ENTRIES PROVIDED:
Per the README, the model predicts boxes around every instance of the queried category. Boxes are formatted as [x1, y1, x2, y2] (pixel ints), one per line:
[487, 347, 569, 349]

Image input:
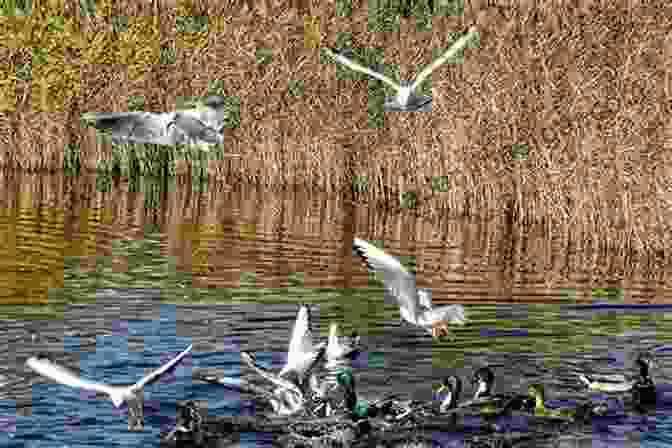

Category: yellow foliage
[117, 17, 161, 79]
[303, 16, 321, 49]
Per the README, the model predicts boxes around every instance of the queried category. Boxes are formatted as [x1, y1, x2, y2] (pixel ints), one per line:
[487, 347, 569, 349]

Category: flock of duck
[26, 239, 656, 447]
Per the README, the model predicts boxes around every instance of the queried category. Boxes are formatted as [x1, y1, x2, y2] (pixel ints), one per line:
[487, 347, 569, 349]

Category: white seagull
[279, 304, 327, 384]
[26, 345, 192, 431]
[324, 27, 478, 111]
[82, 96, 235, 151]
[353, 238, 467, 337]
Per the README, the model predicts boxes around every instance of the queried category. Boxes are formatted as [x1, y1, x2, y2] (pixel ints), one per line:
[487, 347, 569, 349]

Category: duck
[309, 322, 361, 417]
[161, 400, 356, 448]
[279, 304, 333, 384]
[457, 366, 532, 414]
[82, 95, 236, 151]
[353, 238, 467, 338]
[579, 354, 656, 408]
[240, 352, 316, 415]
[324, 27, 478, 111]
[528, 383, 609, 421]
[199, 304, 328, 415]
[26, 344, 193, 431]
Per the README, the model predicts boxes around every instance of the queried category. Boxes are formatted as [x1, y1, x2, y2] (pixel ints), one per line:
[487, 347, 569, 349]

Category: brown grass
[0, 0, 672, 250]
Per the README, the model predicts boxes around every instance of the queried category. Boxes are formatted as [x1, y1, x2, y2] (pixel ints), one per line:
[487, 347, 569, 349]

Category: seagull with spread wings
[26, 345, 192, 431]
[82, 95, 236, 151]
[324, 27, 478, 111]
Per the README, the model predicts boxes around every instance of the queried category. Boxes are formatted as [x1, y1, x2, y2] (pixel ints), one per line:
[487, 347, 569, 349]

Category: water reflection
[0, 173, 672, 446]
[0, 168, 672, 313]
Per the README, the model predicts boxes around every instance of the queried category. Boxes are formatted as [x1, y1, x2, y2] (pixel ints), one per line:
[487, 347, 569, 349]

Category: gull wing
[324, 47, 402, 91]
[198, 375, 275, 399]
[352, 238, 419, 324]
[411, 27, 478, 91]
[82, 112, 174, 145]
[326, 322, 359, 361]
[579, 375, 634, 392]
[280, 304, 326, 376]
[240, 352, 303, 396]
[131, 344, 193, 391]
[26, 356, 119, 396]
[172, 112, 223, 145]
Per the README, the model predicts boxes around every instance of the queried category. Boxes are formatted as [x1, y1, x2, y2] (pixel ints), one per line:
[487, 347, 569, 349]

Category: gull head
[385, 82, 432, 112]
[436, 375, 462, 412]
[471, 367, 495, 400]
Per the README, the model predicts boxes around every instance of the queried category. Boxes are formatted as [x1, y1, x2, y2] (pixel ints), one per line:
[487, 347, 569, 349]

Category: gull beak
[432, 320, 452, 339]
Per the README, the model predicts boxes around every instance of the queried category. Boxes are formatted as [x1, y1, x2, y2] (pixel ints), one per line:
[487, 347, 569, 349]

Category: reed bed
[0, 0, 672, 251]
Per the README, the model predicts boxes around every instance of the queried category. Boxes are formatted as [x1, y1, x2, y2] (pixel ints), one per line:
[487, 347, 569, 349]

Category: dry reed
[0, 0, 672, 251]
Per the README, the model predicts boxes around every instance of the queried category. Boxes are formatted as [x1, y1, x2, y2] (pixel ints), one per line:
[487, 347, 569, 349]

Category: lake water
[0, 173, 672, 448]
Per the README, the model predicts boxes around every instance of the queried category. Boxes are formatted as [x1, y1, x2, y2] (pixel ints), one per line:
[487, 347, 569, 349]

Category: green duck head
[471, 367, 495, 400]
[435, 375, 462, 412]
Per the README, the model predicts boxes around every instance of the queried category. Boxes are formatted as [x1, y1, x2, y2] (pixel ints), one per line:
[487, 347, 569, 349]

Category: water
[0, 174, 672, 448]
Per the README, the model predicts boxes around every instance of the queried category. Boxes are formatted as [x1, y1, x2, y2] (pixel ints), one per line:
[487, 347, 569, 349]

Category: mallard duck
[528, 384, 609, 420]
[26, 345, 192, 431]
[161, 400, 342, 448]
[82, 95, 236, 151]
[199, 304, 327, 415]
[279, 304, 327, 384]
[353, 238, 467, 338]
[579, 354, 656, 406]
[458, 366, 532, 414]
[324, 27, 478, 111]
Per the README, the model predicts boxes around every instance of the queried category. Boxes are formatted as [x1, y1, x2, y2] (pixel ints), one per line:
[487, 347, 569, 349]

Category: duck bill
[127, 398, 145, 432]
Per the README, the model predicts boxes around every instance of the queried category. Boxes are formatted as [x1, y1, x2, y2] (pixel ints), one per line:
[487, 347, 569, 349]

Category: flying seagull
[26, 345, 192, 431]
[324, 27, 478, 111]
[352, 238, 467, 338]
[82, 96, 236, 151]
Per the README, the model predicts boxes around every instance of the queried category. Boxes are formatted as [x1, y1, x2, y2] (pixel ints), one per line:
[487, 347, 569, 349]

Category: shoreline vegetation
[0, 0, 672, 252]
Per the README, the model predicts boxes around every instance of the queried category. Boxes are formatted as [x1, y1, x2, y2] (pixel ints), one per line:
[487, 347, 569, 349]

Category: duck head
[527, 384, 546, 408]
[435, 375, 462, 412]
[632, 355, 656, 410]
[326, 323, 361, 364]
[471, 367, 495, 400]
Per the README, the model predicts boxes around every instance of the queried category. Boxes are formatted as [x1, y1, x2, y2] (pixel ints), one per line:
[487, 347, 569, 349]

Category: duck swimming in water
[353, 238, 467, 338]
[579, 354, 657, 410]
[324, 27, 478, 111]
[528, 384, 609, 421]
[309, 322, 361, 417]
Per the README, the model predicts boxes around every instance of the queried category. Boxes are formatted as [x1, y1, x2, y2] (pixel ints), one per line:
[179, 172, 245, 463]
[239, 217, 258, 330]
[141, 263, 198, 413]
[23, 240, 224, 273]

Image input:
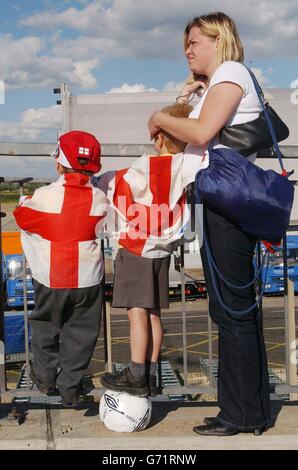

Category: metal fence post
[0, 183, 6, 396]
[180, 245, 188, 387]
[101, 240, 112, 372]
[285, 279, 298, 400]
[22, 255, 30, 389]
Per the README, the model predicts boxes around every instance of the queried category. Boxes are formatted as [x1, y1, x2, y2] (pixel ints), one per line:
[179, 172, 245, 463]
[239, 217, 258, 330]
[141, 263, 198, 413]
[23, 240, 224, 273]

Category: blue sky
[0, 0, 298, 142]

TASK OBJECTIVE: Rewrite the stretch of lines from the start through the line containing "[0, 0, 672, 250]", both ends included, keeping the requests unchanged but scaling every bounding-box coordinate in the answers by 0.35 and rounding to whole numbers, with halves rounded up. Leave the pictures out.

ANSWER TO THE PROBLEM:
Per the README, the model predicts boxes around every instance of the queried category. Boxes are formatted as [x1, y1, x2, y2] (pixel ints), one per line:
[487, 347, 569, 349]

Image input:

Category: yellow foliage
[41, 6, 56, 28]
[106, 6, 112, 17]
Per the README, the model predicts boxes around every instance of the queried category. Boxes are formatted as [x1, y1, x2, y2] (pixel ints), one per line:
[487, 347, 569, 349]

Category: flock of duck
[9, 84, 230, 156]
Per the README, the model predicts boxes around every instance of the queried category. Boxes are formatted as [x1, y1, x2, y2] (pixel ints), one per line:
[487, 347, 569, 349]

Category: white seagull
[98, 106, 114, 134]
[9, 121, 67, 151]
[113, 9, 167, 39]
[29, 34, 82, 53]
[124, 83, 163, 118]
Per the README, the model predicts boxes around every instance of the queried category. Boxes are formatted as [x1, y1, x2, y2] (pixel ints), one per line:
[487, 347, 569, 349]

Category: duck
[108, 113, 126, 146]
[56, 140, 125, 157]
[98, 106, 117, 134]
[160, 128, 186, 145]
[29, 33, 83, 53]
[124, 83, 163, 118]
[203, 124, 230, 143]
[84, 123, 111, 145]
[113, 9, 167, 39]
[185, 134, 213, 147]
[70, 106, 115, 145]
[9, 120, 68, 151]
Per the README, the model predicts boxes around every instance of the queried category. Boxes are formatted as [x1, y1, x2, y2] (pixel ints), one per line:
[487, 347, 569, 349]

Category: brown grass
[0, 0, 235, 88]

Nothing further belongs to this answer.